##### Source extract #####

Miles states that consumerism is now regarded as the answer to all our problems and an escape from the mundane realities of everyday life (1998: 1). Consumerism can therefore be considered a way for people to escape their reality that confines them and, for example, to escape boredom. When people find their lives boring and mundane, they resort to consumerism as a way to distract them from reality. Further, Baudrillard (quoted in Kellner 1989: 14) also mentions that one should never forget that these goods are the product of a human activity and that they are dominated not by natural ecological laws but by the laws of exchange value. Therefore, the products we consume have not just fallen from the sky but are the result of carefully constructed activity that aims at selling the products to consumers.

In Muse in the Machine: American Fiction and Mass Publicity, Mark Conroy (2004:

117) quotes Jean Baudrillard who explains that even in primitive cultures “objects never exhaust themselves in the function they serve”, but instead in their “excess of presence…take on their signification of prestige”. Hence, these objects not only serve the needs of the possessor but also designate his being and social rank (2004: 117).

##### Material #####

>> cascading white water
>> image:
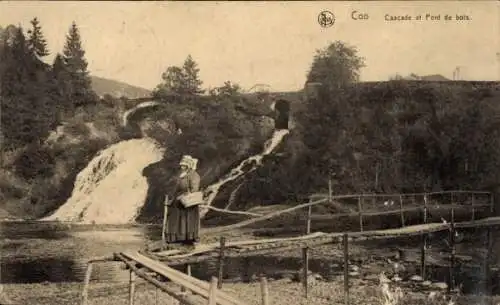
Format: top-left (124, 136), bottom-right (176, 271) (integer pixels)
top-left (41, 102), bottom-right (289, 224)
top-left (200, 129), bottom-right (290, 217)
top-left (42, 138), bottom-right (164, 224)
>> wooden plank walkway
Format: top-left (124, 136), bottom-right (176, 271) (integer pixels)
top-left (115, 252), bottom-right (245, 305)
top-left (144, 217), bottom-right (500, 265)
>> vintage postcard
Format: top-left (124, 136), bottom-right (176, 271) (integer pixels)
top-left (0, 1), bottom-right (500, 305)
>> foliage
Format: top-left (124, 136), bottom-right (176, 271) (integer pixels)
top-left (28, 18), bottom-right (49, 59)
top-left (61, 22), bottom-right (97, 107)
top-left (153, 55), bottom-right (204, 98)
top-left (209, 81), bottom-right (241, 97)
top-left (307, 41), bottom-right (365, 90)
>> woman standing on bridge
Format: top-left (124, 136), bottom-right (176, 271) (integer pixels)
top-left (165, 156), bottom-right (203, 245)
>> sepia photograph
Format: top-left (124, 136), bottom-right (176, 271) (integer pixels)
top-left (0, 1), bottom-right (500, 305)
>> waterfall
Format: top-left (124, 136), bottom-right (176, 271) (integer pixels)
top-left (41, 97), bottom-right (289, 224)
top-left (200, 129), bottom-right (290, 217)
top-left (42, 138), bottom-right (163, 224)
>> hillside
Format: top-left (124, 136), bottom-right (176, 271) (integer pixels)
top-left (92, 76), bottom-right (151, 98)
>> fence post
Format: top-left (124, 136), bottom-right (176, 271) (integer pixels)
top-left (217, 236), bottom-right (226, 289)
top-left (448, 222), bottom-right (456, 292)
top-left (181, 264), bottom-right (191, 292)
top-left (484, 226), bottom-right (493, 297)
top-left (328, 174), bottom-right (332, 204)
top-left (342, 233), bottom-right (349, 305)
top-left (399, 195), bottom-right (405, 227)
top-left (358, 196), bottom-right (363, 232)
top-left (208, 276), bottom-right (218, 305)
top-left (490, 193), bottom-right (495, 216)
top-left (82, 262), bottom-right (92, 305)
top-left (128, 269), bottom-right (135, 305)
top-left (471, 193), bottom-right (476, 221)
top-left (302, 206), bottom-right (312, 298)
top-left (161, 195), bottom-right (169, 249)
top-left (260, 276), bottom-right (269, 305)
top-left (420, 194), bottom-right (427, 280)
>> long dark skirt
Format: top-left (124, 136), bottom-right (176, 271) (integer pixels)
top-left (165, 200), bottom-right (200, 243)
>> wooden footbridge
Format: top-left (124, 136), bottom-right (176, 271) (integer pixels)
top-left (83, 191), bottom-right (500, 305)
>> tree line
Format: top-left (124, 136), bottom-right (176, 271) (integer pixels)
top-left (0, 18), bottom-right (97, 149)
top-left (242, 41), bottom-right (500, 202)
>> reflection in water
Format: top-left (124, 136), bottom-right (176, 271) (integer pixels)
top-left (0, 223), bottom-right (499, 293)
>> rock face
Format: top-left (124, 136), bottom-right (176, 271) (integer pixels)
top-left (42, 138), bottom-right (164, 224)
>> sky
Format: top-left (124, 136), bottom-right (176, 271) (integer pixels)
top-left (0, 1), bottom-right (500, 91)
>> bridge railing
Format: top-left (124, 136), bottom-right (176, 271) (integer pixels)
top-left (309, 190), bottom-right (494, 231)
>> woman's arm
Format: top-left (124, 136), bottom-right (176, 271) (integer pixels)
top-left (189, 172), bottom-right (200, 192)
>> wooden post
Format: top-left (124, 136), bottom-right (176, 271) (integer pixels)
top-left (484, 226), bottom-right (493, 297)
top-left (448, 222), bottom-right (456, 292)
top-left (302, 206), bottom-right (312, 298)
top-left (420, 194), bottom-right (427, 280)
top-left (328, 174), bottom-right (333, 204)
top-left (260, 276), bottom-right (269, 305)
top-left (217, 236), bottom-right (226, 289)
top-left (82, 263), bottom-right (92, 305)
top-left (208, 276), bottom-right (218, 305)
top-left (181, 264), bottom-right (191, 292)
top-left (342, 233), bottom-right (349, 305)
top-left (399, 195), bottom-right (405, 227)
top-left (358, 196), bottom-right (363, 232)
top-left (128, 270), bottom-right (135, 305)
top-left (490, 193), bottom-right (495, 216)
top-left (161, 195), bottom-right (169, 249)
top-left (471, 193), bottom-right (476, 221)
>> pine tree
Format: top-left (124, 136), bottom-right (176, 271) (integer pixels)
top-left (182, 55), bottom-right (204, 95)
top-left (28, 17), bottom-right (49, 59)
top-left (63, 22), bottom-right (96, 107)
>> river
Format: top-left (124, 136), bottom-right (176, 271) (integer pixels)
top-left (0, 214), bottom-right (500, 292)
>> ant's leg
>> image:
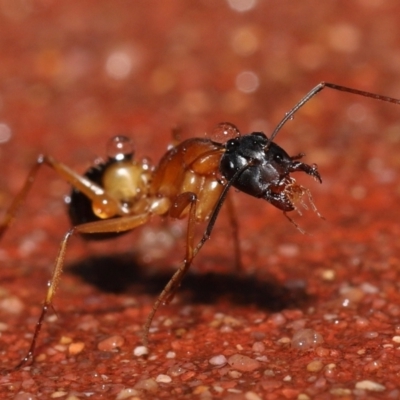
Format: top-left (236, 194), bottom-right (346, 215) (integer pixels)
top-left (143, 166), bottom-right (253, 345)
top-left (0, 155), bottom-right (123, 238)
top-left (0, 156), bottom-right (44, 238)
top-left (143, 192), bottom-right (200, 346)
top-left (226, 196), bottom-right (243, 272)
top-left (15, 213), bottom-right (150, 369)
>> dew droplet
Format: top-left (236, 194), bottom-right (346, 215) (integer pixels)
top-left (210, 122), bottom-right (240, 143)
top-left (107, 135), bottom-right (134, 161)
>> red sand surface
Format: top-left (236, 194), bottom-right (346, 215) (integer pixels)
top-left (0, 0), bottom-right (400, 400)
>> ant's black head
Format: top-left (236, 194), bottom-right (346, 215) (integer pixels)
top-left (219, 132), bottom-right (321, 211)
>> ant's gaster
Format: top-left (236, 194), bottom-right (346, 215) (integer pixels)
top-left (0, 82), bottom-right (400, 368)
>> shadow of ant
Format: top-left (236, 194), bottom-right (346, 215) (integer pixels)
top-left (65, 254), bottom-right (312, 312)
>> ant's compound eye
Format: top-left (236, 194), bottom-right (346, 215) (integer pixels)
top-left (211, 122), bottom-right (240, 143)
top-left (107, 135), bottom-right (134, 161)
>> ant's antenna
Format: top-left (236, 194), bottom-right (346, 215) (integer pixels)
top-left (269, 82), bottom-right (400, 142)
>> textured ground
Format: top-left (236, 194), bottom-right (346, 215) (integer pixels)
top-left (0, 0), bottom-right (400, 400)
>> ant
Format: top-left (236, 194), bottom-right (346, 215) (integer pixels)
top-left (0, 82), bottom-right (400, 369)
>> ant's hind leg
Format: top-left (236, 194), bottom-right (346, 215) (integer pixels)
top-left (0, 155), bottom-right (121, 238)
top-left (15, 213), bottom-right (150, 369)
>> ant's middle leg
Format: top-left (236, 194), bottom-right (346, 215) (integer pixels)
top-left (15, 213), bottom-right (151, 369)
top-left (143, 192), bottom-right (200, 346)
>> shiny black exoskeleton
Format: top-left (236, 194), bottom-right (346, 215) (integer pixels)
top-left (220, 132), bottom-right (321, 211)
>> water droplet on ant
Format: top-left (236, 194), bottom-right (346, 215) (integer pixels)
top-left (107, 135), bottom-right (134, 161)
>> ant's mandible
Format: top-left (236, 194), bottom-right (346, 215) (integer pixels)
top-left (0, 82), bottom-right (400, 368)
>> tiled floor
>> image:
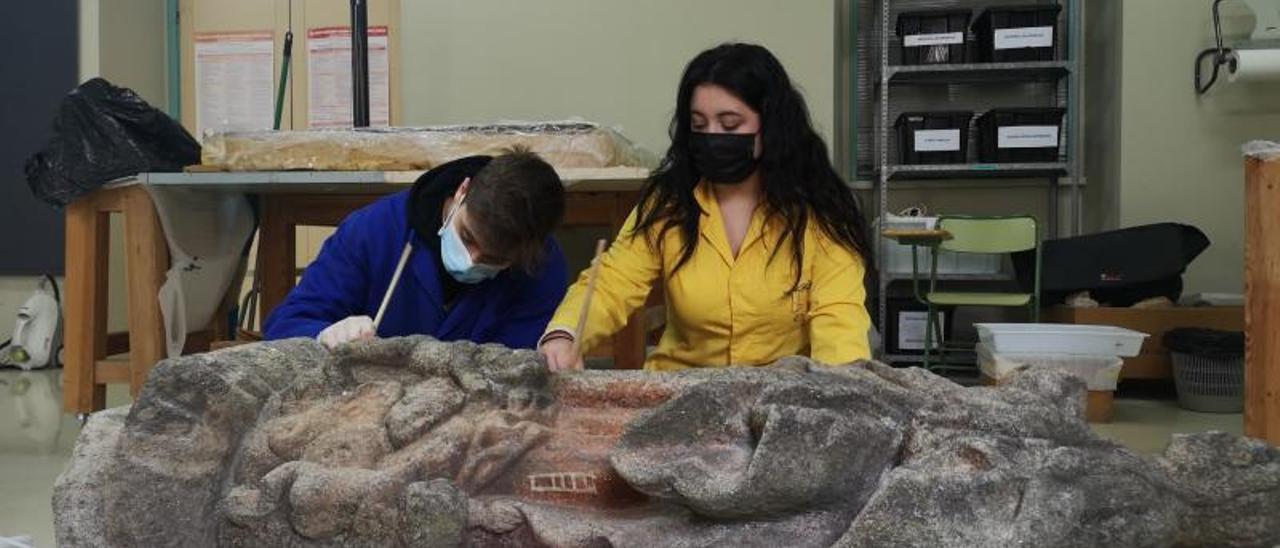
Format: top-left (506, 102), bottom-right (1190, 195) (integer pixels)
top-left (0, 370), bottom-right (1242, 547)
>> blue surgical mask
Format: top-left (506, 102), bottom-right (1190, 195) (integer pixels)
top-left (438, 196), bottom-right (502, 283)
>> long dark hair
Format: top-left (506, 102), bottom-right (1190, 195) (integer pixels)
top-left (631, 44), bottom-right (869, 289)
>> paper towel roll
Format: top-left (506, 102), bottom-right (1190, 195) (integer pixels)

#####

* Set of tasks
1 - Translate this sentence from the consumerism passage into Spanish: "When people find their lives boring and mundane, they resort to consumerism as a way to distract them from reality."
2 - According to Miles in the consumerism passage, what is consumerism now regarded as?

* Outputs
1 - Cuando las personas encuentran sus vidas aburridas y monótonas, recurren al consumismo como una forma de distraerse de la realidad.

2 - The answer to all our problems and an escape from the mundane realities of everyday life.